--- Begin ---

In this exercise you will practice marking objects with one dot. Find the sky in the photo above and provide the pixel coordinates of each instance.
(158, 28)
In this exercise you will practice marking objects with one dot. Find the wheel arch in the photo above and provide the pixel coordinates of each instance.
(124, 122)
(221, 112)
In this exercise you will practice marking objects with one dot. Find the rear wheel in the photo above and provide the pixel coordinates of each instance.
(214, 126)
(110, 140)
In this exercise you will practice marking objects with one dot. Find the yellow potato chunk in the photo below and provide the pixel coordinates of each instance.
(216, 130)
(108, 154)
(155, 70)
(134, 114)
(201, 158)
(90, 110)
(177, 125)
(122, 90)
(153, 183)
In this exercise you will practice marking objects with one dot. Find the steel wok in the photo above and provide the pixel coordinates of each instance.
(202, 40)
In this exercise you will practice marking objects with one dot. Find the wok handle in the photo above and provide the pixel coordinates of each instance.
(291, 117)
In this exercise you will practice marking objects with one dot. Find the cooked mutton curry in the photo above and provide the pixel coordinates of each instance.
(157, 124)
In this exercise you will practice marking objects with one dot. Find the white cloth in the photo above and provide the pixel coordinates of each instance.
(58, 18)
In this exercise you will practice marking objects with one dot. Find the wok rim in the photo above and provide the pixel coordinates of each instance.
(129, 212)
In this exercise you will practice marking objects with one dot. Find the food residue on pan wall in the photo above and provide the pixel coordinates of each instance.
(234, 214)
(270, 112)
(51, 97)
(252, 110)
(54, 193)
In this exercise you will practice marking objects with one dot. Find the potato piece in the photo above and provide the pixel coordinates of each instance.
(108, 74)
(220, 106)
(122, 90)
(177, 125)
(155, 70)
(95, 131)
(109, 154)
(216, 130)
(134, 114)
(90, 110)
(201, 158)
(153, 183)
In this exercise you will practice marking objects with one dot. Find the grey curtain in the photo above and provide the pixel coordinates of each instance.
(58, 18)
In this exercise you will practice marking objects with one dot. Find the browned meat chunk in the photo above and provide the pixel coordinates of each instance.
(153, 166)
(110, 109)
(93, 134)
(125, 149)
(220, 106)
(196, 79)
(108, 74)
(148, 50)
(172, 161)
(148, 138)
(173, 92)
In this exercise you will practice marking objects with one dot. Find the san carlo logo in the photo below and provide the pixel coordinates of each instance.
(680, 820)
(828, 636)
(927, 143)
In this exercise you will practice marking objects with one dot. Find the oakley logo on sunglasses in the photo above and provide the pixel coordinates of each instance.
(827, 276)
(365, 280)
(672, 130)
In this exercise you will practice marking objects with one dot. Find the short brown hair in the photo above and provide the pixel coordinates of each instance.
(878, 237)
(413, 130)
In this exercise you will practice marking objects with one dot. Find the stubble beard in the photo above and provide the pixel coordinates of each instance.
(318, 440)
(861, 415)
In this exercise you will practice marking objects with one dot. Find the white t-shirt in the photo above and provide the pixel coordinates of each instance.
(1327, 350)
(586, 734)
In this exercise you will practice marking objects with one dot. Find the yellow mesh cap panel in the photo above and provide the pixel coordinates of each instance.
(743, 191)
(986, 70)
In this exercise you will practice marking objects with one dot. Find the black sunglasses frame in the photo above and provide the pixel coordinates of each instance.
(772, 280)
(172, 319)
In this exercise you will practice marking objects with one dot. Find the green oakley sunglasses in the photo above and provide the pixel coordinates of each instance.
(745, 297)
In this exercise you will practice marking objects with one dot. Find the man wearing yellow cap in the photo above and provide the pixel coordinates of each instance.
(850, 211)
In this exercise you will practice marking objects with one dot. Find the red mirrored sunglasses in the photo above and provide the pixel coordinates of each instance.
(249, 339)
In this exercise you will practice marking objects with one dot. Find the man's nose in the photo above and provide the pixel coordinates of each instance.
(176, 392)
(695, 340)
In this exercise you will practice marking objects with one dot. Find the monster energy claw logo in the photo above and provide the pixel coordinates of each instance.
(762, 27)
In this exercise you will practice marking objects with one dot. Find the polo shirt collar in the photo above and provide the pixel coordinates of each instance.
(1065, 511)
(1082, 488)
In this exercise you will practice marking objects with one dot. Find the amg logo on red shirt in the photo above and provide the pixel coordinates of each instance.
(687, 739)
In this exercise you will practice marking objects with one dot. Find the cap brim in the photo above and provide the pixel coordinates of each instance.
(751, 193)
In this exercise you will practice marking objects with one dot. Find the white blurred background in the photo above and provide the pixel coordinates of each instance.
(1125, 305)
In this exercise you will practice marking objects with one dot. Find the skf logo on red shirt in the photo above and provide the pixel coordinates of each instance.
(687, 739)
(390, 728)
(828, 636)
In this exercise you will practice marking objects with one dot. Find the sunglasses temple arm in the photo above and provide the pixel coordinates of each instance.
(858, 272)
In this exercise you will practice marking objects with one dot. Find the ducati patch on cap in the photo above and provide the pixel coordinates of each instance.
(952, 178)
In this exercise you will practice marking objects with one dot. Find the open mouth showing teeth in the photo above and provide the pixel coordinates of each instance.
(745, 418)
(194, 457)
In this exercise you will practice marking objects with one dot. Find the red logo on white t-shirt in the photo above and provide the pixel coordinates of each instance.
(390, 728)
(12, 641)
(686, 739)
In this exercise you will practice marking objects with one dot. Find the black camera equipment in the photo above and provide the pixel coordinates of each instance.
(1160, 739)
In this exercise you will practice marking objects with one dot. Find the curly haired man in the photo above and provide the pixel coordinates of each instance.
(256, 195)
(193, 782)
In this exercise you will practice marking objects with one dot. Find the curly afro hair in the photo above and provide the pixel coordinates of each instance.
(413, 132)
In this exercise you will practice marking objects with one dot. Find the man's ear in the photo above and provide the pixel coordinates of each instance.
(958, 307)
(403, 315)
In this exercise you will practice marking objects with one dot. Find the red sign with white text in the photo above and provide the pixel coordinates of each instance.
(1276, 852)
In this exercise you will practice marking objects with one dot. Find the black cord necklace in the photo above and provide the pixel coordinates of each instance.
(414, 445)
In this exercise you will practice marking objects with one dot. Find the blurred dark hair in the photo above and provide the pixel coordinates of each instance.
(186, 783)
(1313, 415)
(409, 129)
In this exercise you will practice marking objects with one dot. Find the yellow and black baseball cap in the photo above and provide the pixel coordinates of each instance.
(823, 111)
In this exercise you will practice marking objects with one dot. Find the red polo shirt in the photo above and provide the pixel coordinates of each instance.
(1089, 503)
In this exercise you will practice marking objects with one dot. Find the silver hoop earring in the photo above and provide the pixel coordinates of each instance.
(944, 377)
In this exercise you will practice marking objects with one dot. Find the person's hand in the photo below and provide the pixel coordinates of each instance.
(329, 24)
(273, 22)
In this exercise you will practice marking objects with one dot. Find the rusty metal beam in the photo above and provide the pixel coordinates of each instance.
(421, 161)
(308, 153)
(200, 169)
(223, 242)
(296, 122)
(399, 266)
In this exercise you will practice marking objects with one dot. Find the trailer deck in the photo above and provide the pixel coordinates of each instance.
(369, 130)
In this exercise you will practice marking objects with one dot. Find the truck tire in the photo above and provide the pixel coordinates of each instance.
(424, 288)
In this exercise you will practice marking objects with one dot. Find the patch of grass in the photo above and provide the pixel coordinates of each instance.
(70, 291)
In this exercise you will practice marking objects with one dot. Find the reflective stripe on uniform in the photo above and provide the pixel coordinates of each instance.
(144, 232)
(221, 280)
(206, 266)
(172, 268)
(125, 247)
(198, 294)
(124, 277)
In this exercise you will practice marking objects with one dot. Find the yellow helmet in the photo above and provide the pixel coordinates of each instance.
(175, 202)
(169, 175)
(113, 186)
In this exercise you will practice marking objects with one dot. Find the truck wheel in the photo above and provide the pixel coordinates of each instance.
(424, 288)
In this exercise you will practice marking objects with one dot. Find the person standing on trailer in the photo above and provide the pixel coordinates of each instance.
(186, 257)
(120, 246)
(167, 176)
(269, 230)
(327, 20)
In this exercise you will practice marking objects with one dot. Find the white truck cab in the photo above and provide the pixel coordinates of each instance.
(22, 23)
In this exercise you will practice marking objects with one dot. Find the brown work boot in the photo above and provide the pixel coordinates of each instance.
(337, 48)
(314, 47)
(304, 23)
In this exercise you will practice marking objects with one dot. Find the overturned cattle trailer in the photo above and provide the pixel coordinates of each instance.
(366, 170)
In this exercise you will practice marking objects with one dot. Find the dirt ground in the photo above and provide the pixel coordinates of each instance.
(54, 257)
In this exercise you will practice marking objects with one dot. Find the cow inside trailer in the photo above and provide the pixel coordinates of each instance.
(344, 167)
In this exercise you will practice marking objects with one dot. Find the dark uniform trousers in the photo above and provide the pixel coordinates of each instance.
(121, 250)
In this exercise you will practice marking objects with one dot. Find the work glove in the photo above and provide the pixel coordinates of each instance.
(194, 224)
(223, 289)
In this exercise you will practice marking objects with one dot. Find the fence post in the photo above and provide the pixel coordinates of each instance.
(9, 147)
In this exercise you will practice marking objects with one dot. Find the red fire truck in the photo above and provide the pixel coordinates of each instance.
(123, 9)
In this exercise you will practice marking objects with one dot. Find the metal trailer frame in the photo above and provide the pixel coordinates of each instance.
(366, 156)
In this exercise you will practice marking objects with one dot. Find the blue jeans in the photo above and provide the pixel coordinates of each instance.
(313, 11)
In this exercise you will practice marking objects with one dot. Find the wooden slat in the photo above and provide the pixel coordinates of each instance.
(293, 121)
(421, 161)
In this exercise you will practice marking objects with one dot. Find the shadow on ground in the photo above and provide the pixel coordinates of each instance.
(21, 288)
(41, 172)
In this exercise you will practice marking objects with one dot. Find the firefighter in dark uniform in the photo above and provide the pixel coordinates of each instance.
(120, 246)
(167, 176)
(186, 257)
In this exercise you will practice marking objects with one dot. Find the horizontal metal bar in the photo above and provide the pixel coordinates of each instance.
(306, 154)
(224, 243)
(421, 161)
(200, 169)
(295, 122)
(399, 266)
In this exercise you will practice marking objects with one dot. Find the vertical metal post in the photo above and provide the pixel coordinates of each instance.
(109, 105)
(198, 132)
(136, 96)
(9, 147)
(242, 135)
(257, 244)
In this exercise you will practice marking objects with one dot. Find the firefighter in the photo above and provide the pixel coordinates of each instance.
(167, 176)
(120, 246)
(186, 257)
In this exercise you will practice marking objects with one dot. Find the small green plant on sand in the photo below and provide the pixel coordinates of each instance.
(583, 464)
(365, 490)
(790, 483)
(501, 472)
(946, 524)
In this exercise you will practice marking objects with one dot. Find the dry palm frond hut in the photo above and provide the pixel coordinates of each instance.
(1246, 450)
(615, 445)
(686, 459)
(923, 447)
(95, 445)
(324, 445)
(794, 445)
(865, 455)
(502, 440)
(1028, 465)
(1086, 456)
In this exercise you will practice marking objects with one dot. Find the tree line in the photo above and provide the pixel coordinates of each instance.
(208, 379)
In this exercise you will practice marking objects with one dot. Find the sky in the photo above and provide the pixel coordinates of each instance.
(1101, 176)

--- End ---

**Exercise task**. Rewrite the part of the items that opens with the line containing "firefighter in the" and continues through the end of the items, swapping "pixel coordinates" for "pixel positions" and leaving everything else unchanged.

**Completed task**.
In this exercise you will practice marking objects with one dot. Find the firefighter in the photo above and provide the pixel positions of each instance.
(167, 176)
(120, 246)
(186, 257)
In this exercise you will practice marking objects with one dot. Find the small green plant on sand in the photo below and provide the pixel positions of each instance.
(583, 464)
(365, 490)
(790, 483)
(501, 472)
(946, 524)
In this exercise you will practice marking objects with one dot. Find the dry palm frond hut in the photo above and provide the pixel positions of each instance.
(1246, 450)
(615, 445)
(686, 459)
(923, 447)
(95, 445)
(324, 445)
(794, 445)
(865, 455)
(502, 440)
(1028, 465)
(1086, 456)
In this exercise you will practice marking objects with one dot. Find the tree line in the photo above and provide the pixel positions of each instance.
(208, 379)
In this exercise you will practice marking objects with one dot. Find the sky in the photo above and provide the pixel positions of each instance.
(1101, 176)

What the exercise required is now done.